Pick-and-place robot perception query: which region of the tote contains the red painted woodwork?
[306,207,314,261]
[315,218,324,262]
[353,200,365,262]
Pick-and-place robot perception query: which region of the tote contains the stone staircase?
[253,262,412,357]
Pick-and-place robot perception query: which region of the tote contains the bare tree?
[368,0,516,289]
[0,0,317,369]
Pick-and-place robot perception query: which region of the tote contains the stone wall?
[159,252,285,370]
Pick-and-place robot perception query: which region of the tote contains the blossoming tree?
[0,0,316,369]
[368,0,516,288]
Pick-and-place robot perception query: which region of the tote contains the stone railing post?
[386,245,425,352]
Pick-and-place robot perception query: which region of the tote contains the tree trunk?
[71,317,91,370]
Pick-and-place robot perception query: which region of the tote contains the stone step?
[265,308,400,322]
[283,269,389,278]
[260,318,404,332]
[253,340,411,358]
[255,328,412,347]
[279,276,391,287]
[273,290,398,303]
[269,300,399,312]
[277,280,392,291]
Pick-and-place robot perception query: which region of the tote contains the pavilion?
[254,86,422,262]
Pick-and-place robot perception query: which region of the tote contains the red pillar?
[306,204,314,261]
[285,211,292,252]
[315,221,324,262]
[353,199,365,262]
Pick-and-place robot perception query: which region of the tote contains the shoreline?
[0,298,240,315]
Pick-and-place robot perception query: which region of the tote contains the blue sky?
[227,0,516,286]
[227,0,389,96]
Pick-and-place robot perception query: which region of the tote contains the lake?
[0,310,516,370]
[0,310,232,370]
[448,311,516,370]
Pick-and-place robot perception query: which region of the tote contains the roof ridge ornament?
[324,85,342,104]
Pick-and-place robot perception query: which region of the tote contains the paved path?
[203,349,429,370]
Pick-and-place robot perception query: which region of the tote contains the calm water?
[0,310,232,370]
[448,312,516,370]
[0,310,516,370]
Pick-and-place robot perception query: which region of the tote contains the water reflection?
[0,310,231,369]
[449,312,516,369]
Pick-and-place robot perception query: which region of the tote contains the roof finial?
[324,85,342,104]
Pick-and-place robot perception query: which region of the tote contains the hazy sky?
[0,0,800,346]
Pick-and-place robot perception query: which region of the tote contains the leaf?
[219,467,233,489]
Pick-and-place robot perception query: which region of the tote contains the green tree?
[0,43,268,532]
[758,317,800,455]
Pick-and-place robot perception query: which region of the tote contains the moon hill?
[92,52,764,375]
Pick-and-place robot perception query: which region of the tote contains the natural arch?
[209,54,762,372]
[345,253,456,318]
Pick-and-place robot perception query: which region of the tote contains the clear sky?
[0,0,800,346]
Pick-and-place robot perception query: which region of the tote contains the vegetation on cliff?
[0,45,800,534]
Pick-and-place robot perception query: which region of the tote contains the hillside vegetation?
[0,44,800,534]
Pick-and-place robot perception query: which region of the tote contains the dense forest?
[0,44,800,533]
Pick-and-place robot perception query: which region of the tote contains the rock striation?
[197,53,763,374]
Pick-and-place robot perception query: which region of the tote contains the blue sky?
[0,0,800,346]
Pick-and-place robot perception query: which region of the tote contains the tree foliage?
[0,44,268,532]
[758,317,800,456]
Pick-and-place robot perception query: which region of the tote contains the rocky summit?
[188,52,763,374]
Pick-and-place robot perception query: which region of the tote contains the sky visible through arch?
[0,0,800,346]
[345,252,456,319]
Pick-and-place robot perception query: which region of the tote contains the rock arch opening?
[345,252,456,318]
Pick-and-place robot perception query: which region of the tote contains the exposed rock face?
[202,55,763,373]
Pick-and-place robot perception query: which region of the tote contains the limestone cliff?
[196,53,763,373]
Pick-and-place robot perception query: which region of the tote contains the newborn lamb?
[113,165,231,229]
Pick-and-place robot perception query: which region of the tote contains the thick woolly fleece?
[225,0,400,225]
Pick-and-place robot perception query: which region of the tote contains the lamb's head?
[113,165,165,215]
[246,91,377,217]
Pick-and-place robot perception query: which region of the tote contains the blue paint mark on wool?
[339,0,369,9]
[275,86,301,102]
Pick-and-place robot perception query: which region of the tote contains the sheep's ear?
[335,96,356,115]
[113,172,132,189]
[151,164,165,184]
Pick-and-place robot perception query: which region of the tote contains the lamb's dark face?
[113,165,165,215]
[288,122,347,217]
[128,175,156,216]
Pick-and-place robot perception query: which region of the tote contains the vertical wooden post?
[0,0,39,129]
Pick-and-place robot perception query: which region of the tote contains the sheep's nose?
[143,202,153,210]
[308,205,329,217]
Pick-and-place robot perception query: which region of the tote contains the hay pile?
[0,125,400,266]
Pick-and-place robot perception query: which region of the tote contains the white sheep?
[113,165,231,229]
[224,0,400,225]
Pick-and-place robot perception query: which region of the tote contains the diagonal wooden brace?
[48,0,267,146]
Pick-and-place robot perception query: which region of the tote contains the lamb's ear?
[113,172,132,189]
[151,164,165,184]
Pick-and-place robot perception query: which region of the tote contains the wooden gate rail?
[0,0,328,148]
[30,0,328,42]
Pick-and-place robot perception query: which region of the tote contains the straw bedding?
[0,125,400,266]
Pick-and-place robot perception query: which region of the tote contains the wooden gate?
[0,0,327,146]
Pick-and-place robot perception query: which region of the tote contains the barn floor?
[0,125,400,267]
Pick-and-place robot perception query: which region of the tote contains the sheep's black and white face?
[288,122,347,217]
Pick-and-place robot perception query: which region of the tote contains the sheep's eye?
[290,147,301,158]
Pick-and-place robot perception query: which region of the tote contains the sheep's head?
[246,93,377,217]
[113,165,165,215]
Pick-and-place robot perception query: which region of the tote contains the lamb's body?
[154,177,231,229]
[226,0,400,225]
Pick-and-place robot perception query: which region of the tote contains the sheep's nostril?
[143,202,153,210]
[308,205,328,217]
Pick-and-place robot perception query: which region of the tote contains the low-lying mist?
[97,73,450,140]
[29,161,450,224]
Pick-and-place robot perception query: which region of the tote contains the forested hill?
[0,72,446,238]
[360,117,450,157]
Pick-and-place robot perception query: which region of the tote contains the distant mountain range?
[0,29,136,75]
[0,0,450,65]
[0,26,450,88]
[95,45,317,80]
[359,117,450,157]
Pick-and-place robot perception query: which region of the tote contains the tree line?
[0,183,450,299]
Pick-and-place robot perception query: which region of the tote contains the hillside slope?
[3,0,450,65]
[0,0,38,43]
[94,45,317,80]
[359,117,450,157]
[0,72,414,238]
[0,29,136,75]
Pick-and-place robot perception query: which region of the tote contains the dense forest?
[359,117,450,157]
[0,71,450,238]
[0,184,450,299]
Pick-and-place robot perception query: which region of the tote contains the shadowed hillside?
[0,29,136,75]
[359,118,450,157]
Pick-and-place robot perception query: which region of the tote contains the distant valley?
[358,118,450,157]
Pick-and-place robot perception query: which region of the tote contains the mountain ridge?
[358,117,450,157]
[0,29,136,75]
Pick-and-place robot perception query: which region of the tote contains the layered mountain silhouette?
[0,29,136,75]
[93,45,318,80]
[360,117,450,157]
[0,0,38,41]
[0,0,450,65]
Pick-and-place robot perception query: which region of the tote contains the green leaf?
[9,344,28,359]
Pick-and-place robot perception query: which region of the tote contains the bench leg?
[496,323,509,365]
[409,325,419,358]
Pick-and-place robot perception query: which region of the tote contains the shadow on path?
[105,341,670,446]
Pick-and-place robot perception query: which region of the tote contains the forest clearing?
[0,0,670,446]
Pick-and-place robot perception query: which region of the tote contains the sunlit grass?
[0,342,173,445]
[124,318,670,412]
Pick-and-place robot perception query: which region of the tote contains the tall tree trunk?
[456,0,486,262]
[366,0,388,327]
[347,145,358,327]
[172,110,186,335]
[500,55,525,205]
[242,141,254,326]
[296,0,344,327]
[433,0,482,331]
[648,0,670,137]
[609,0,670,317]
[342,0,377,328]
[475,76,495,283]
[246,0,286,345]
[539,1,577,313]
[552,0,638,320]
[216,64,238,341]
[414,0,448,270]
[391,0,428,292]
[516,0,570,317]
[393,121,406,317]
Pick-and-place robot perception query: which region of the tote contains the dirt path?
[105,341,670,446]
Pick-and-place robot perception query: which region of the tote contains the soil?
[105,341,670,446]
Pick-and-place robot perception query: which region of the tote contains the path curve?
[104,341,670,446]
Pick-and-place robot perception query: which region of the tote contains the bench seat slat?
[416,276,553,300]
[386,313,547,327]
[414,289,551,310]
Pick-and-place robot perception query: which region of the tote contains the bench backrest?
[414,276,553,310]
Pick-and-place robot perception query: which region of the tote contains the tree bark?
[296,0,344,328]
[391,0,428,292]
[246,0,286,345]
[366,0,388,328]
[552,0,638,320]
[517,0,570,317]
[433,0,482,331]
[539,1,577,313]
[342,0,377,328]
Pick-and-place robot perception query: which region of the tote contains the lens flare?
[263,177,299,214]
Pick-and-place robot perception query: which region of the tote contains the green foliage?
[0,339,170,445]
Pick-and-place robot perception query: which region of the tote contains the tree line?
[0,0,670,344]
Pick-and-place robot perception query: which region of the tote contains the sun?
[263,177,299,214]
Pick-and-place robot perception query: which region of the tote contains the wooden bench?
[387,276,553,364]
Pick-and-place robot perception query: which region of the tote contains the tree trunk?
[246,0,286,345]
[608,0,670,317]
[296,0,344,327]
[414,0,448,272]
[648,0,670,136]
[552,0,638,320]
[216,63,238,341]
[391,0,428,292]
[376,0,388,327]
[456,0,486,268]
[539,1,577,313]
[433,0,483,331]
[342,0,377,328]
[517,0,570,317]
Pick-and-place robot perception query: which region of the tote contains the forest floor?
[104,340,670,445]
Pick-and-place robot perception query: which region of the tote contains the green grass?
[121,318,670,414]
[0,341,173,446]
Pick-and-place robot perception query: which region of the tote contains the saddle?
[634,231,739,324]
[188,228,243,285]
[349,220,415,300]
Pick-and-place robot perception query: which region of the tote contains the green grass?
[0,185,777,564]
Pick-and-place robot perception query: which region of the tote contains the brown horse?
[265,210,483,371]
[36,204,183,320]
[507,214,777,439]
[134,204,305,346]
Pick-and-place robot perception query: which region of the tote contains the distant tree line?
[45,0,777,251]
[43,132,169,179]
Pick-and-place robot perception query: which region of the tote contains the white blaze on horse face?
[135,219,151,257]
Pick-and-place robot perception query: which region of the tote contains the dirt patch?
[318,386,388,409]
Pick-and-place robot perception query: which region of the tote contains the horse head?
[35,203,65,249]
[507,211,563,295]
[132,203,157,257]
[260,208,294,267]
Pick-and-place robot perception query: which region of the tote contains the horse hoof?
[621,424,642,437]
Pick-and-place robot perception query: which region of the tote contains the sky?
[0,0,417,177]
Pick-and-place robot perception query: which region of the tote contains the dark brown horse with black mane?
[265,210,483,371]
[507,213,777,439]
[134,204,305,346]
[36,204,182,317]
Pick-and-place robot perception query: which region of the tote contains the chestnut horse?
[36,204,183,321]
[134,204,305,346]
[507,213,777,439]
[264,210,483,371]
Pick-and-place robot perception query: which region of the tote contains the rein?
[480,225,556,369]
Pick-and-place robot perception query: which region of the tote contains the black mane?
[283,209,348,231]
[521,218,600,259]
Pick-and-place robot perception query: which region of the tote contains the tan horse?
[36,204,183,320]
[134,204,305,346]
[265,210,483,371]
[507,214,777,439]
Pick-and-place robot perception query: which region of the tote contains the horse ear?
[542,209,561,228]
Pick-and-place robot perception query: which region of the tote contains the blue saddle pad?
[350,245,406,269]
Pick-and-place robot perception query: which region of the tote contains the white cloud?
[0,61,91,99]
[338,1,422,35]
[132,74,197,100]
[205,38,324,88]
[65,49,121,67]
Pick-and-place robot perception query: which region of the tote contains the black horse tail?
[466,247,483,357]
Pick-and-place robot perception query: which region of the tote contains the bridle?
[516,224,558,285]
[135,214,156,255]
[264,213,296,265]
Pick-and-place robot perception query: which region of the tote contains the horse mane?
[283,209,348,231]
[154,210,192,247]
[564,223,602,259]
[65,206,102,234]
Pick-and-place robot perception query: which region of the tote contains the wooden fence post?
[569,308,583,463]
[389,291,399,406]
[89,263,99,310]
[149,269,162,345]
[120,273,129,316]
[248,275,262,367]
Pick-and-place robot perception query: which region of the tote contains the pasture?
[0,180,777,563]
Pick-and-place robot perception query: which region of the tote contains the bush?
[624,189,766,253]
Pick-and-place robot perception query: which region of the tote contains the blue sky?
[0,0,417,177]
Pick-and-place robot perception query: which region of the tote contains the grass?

# # # # #

Task goal: Reproduce the listing verbatim, starting at the line that contains "contains the rein?" and stopping after the line that contains "[0,180,777,563]", with both of those lines included.

Response below:
Pick-and-place robot perception query: which region of the tote contains the rein?
[480,225,556,369]
Pick-and-place robot perception query: which region of the tote contains the black mane?
[283,209,348,231]
[521,218,600,259]
Pick-and-place robot perception query: which region of the tote contains the tan horse?
[36,204,183,320]
[134,204,305,346]
[265,210,483,371]
[507,214,777,439]
Pick-and-place robot perception query: which region of the tote contains the horse ear?
[542,209,561,228]
Pick-and-place robot perception query: which region of the tote contains the blue saddle pad?
[350,245,406,269]
Pick-and-place robot perception query: which region of the tote contains the white cloud?
[0,61,91,99]
[338,1,422,35]
[132,74,197,100]
[205,38,324,88]
[65,49,121,67]
Pick-and-place robot perception query: which region of the tote contains the black horse tail?
[466,247,483,357]
Pick-and-place robot perception query: which region of the tote contains the bridle?
[516,224,558,285]
[135,214,156,255]
[264,213,296,265]
Pick-and-place robot perception query: which region of the tote contains the horse mane?
[283,209,348,231]
[154,210,192,247]
[564,223,602,259]
[65,206,102,234]
Pick-and-place robot perception query: which region of the tote contains the wooden fence post?
[569,308,583,463]
[389,291,399,406]
[89,263,99,310]
[149,269,162,345]
[120,273,129,316]
[248,275,262,367]
Pick-and-place robot perception query: which region of the tote contains the pasture?
[0,180,777,563]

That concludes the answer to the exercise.